◆ SELECTION ◆
%%
A recent Hockey News blurb caused an interesting stir in Montreal this week in regards to the always mystifying play and general on ice detachment of Habs winger Alex Kovalev. Coming on the heels of the elusive talent's comments on how the Canadiens play defense and offense, the timing couldn't have been more odd.

Earlier in the week, the Russian winger was lamenting the Habs lack of 5 on 5 production, claiming it was a result of the teams system of play. Kovalev did state that he had no issues with that style, provided the team keeps winning. Canadiens coach Guy Carbonneau wasn't the least bit ruffled by Kovalev's comments when he addressed it by saying that as long the winger follows directives, all is well. Carbonneau made the point to note that there are no restrictions placed on what the Canadiens forwards do in the offensive zone.

The coach is obviously getting used to the players's brutally frank nature in the press. Kovalev says what he feels, with no censuring for the easily hurt.

A previous run in for the two was avoided earlier when Kovalev lashed out at referees and was handed a game misconduct for his actions. Carbonneau needed to take him aside and read him the leaders riot act of conduct not becoming an assistant captain.

All of which makes this bit of Hockey News news ( ! ) all the more juicy.

The story that ran concerned the 5 hardest players to coach in the NHL. The five named were Kovalev (No!), Scott Hartnell, Ales Hemsky, Todd Bertuzzi, and unexplainably, goaltender Rick DiPietro.

When faced with the news, a stunned Kovalev reacted by saying that he has had no issues with the 13 coaches he has played for in his fifteen years in the league.

Wow, talk about a coach killer. Thirteen coaches in 15 years!

Before the dust could settle on this inconsequencial tidbit, along comes former NHLer Ed Olczyk with a beauty from playing alongside Alex with the 1994 New York Rangers. Olczyk was working the broadcast booth as part of the Bruins end of last nights telecast.

He related a story to the Montreal media too good to not pass along and it made it's way like brushfire across the Montreal dailies this morning.

It could forever become known as the "Story of the Seven Minute Shift", starring Iron Mike Keenan as the coach.

Early in his rookie season with the Rangers, Kovalev was obviously looking to dazzle the hockey world with his skills and talents. During one particular game, he had overextended a shift beyond Keenan's allowed limit by failing to hear or ignoring calls back to the bench. Once he arrived, having been on the ice a total of 1:05, Keenan waved him back into the play.
%%
◆ GIVEN PROBLEM ◆
Answer these questions using the Kovalev article.
1. Which goaltender was named among the five hardest players to coach in the NHL?
2. How many coaches did Kovalev say he had played for in his fifteen years in the league?
3. With which team did Ed Olczyk play alongside Kovalev in 1994?

[Position annotation records]
%%
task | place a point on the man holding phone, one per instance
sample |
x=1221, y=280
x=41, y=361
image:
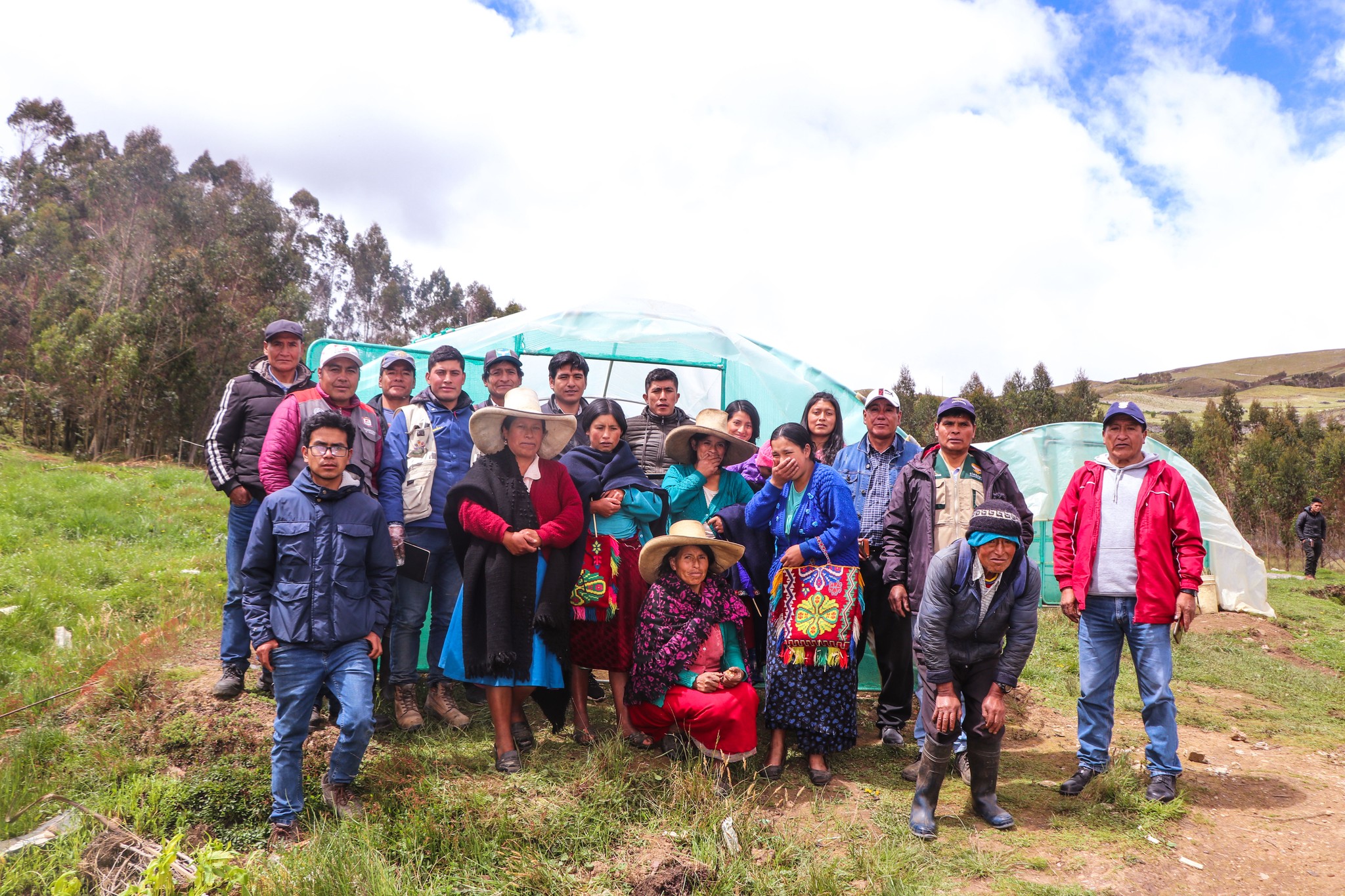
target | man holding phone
x=428, y=450
x=1129, y=561
x=318, y=587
%%
◆ WRITTEN REPLY ◆
1. Rick DiPietro
2. 13
3. The New York Rangers